**DIRECTIVE**.
Find every line in the records that contains the word "grateful" and copy each of those lines in full.

**EXERCISE MATERIALS**.
☆ ☆ ☆

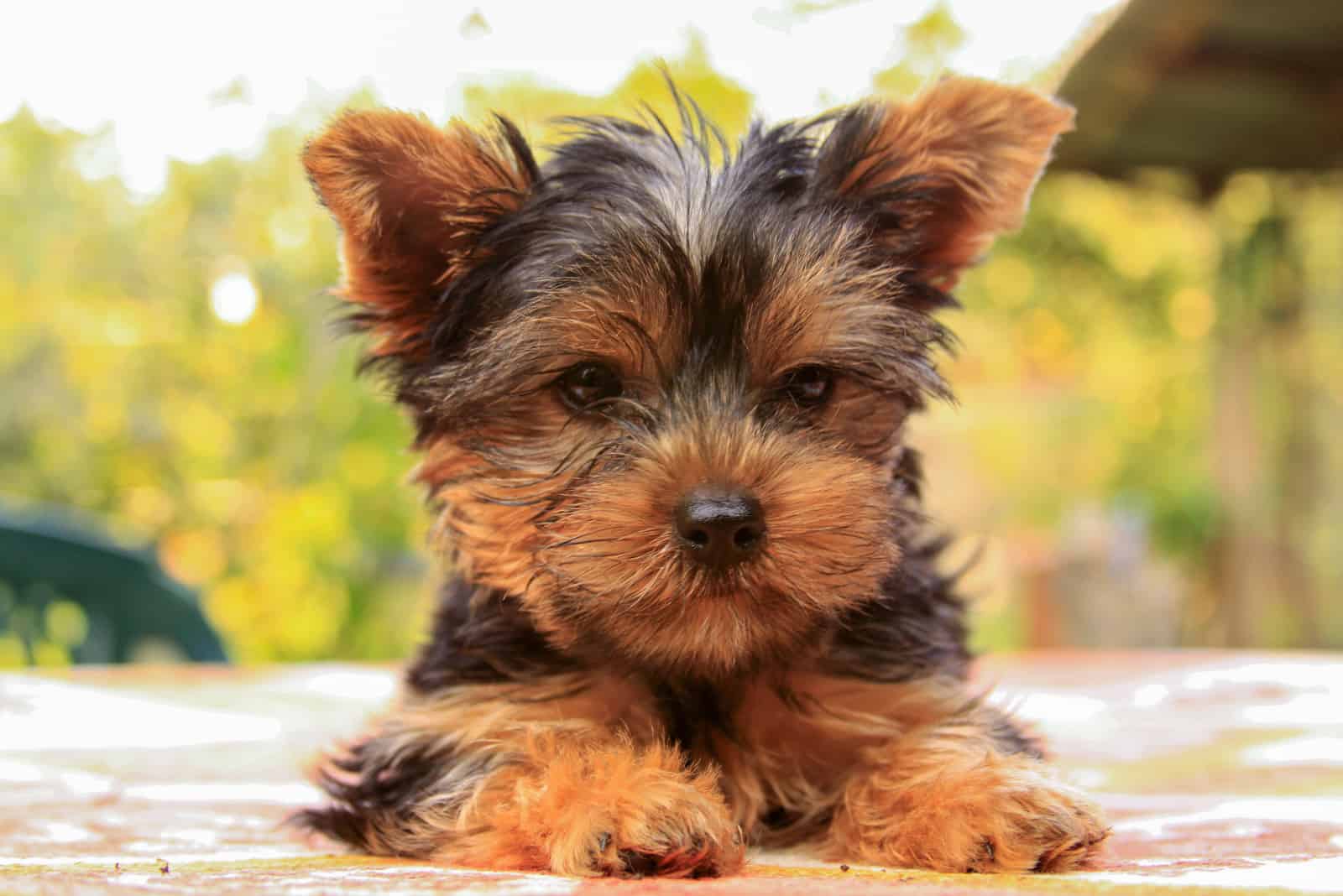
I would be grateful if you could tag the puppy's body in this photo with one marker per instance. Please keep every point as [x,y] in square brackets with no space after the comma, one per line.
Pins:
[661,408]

☆ ☆ ☆

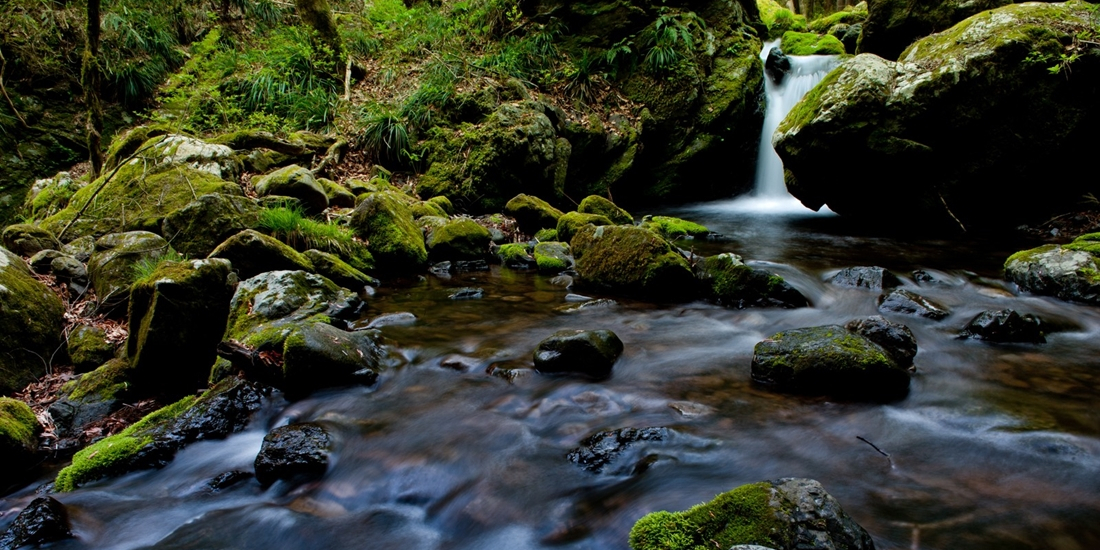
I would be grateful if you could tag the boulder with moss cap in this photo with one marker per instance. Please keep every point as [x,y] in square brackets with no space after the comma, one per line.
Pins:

☆ ☆ ☆

**FINISHED ANSWER**.
I would be grateful if you could tag the puppy's body in this photo with one marker per instance. Please keep every point as [x,y] in square brackets with no space after the comma, one per line.
I would be grateful if you could tag the boulder with moss cap in this photo with one marker per instance. Please keep every point as [x,y] in square brackets with no space after the comma, one per line.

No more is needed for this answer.